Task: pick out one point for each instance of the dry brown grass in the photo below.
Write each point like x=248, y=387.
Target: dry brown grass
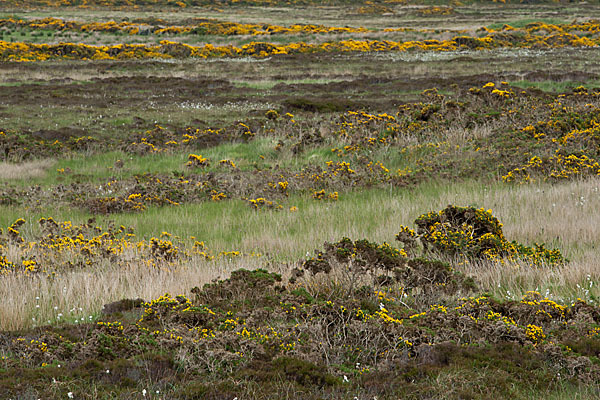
x=79, y=294
x=25, y=170
x=554, y=214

◆ ◆ ◆ ◆ ◆ ◆ ◆

Do this: Change "dry brown grass" to "tall green grass" everywhere in the data above and write the data out again with nothing else altered. Leave out the pictures.

Response to the exercise:
Task: pick out one point for each instance of the tall green grass in the photo below.
Write each point like x=248, y=387.
Target: tall green grass
x=79, y=294
x=25, y=170
x=554, y=214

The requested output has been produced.